#### Set exercise A
Do these statements agree with the text on multi-layer video coding? Answer yes or no for each, quoting the deciding words: (i) In the third aspect, whether a subset of inter-layer prediction tools is deactivated depends on whether the two configuration settings have a predetermined relationship. (ii) In the fourth aspect, pictures in the second layers are subdivided into independently coded subpictures. (iii) In the fourth aspect, each reference decoder capability requirement covers a layer set that includes at least one first layer and at least one second layer.
#### Set exercise B
In the text on multi-layer video coding, what information does the multi-layered video data stream include for each reference decoder capability requirement?
#### Set exercise C
According to the text on multi-layer video coding, why do embodiments of the second aspect scale the vectors for vector-based prediction using the scaling windows after subpicture extraction?

#### Text shown
** Begin **

Embodiments according to the second aspect may ensure that after extraction of the subpicture specific video data stream, during which the size of the pictures of the first layer may change due to subpicture extraction, scaling of the vectors for the vector based prediction using the scaling windows is performed such that the vectors are scaled to positions and sizes in accordance with positions and sizes as intended by the scaling windows provided in the multi-layered video data stream. Thus, embodiments of the second aspect allow for a combination of the usage of vector based inter-layer prediction with subpicture extraction also in cases, in which a relative picture size between a picture and its inter-layer reference picture change due to subpicture extraction, e.g. cases in which pictures of the reference layer are completely forwarded into the subpicture specific video data stream (e.g. as described with respect to the first aspect).
Embodiments according to a third aspect of the invention, in the encoding and/or decoding of a multi-layered video data stream inter-layer prediction tools are used for coding from/into a first layer of the multi-layered video data stream a first version of a video, the inter-layer prediction tools being used for prediction from a second layer of the multi-layered video data stream, wherein the first version is encoded and the first layer using a first configuration setting for a subpicture-wise independent coding of the first version of the video. Further, a second configuration setting for subpicture-wise independent coding is used for coding a second version of the video from/into the second layer of the multi-layered video data stream. In dependence on whether the first and second configuration settings have a predetermined relationship, a predetermined subset of one or more inter-layer prediction tools is deactivated in the inter-layer prediction from the second layer.
Accordingly, embodiments according to the third aspect allow to precisely control the usage of inter-layer prediction tools so that inter-layer prediction may also be used in cases in which pictures of a multi-layered bitstream are subdivided into subpicture, in particular, in scenarios, in which pictures of different layers of the multi-layered video data stream are subdivided into a different number of subpictures, e.g., in cases in which pictures of one layer are subdivided into subpictures whereas pictures of another layer are not subdivided into subpictures.
Embodiments according to a fourth aspect of the invention provide for an encoding or a handling of a multi-layered video bitsream having encoded thereinto pictures in a manner subdivided into independently coded subpictures in one or more first layers, and having encoded thereinto pictures in a manner unsubdivided in one or more second layers. The multi-layered video bitstream has encoded thereinto several reference decoder capability requirements sufficient for decoding a layer set, each of which includes at least one of the first layers and at least one of the second layers. For each of the reference decoder capability requirements, the multi-layered video data stream comprises information on a first fraction of the respective reference decoder capability requirement attributed to the at least one first layer, and a second fraction of the respective reference decoder capability requirement attributed to the at least one second layer.

** End **

#### Dataset content
** Begin **

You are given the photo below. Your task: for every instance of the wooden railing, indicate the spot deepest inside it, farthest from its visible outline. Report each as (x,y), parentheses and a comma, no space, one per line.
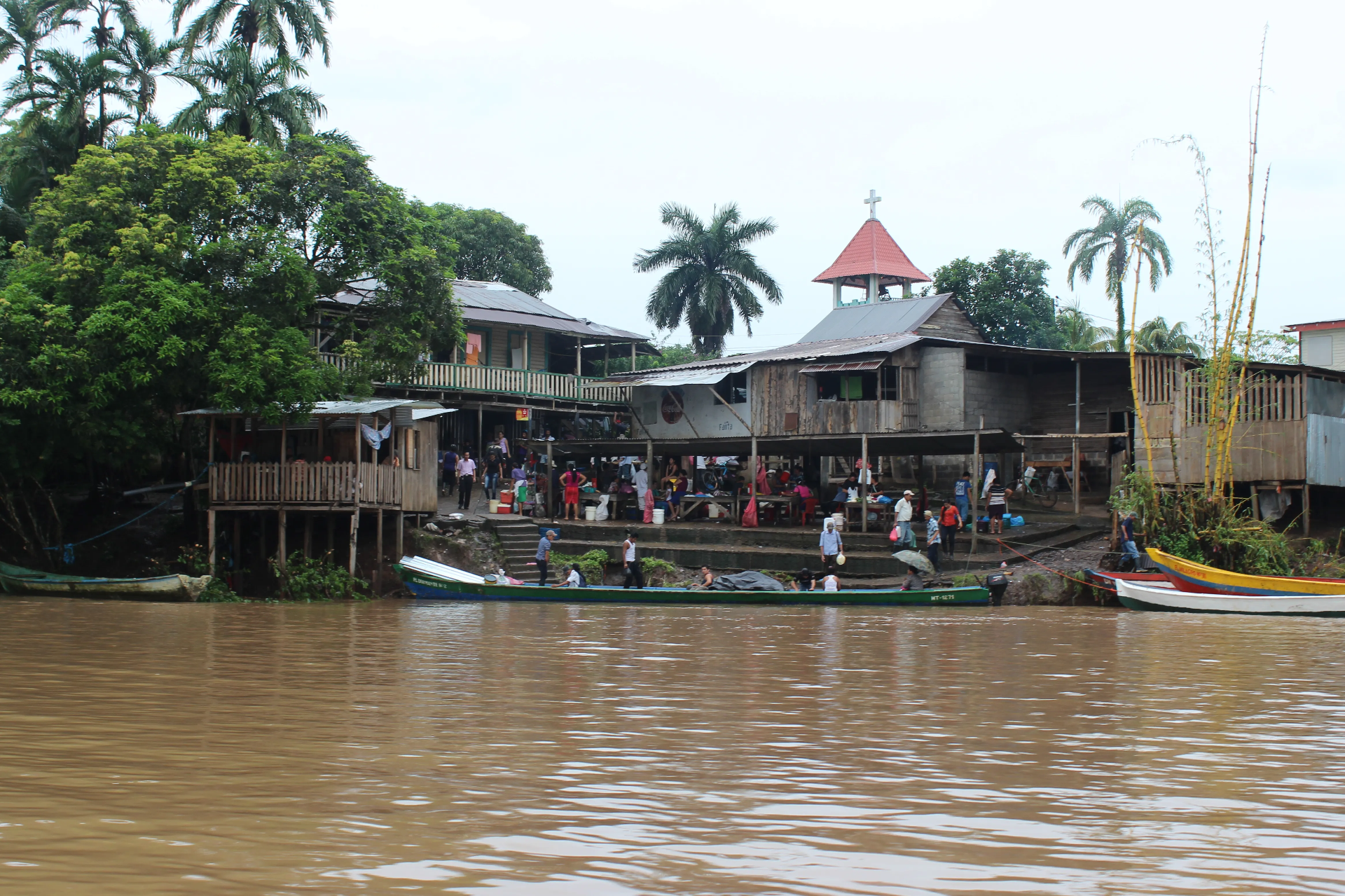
(295,483)
(510,381)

** End **

#### Finished answer A
(i) Yes: "In dependence on whether the first and second configuration settings have a predetermined relationship, a predetermined subset of one or more inter-layer prediction tools is deactivated in the inter-layer prediction from the second layer."
(ii) No: "having encoded thereinto pictures in a manner unsubdivided in one or more second layers."
(iii) Yes: "each of which includes at least one of the first layers and at least one of the second layers."

#### Finished answer B
It includes a first fraction of the requirement attributed to the at least one first layer and a second fraction attributed to the at least one second layer.

#### Finished answer C
Subpicture extraction may change the size of the first layer's pictures. Scaling with the scaling windows brings the vectors to the positions and sizes that the scaling windows in the multi-layered stream intend. As a result, vector-based inter-layer prediction can be combined with subpicture extraction even when the relative picture size between a picture and its inter-layer reference picture changes.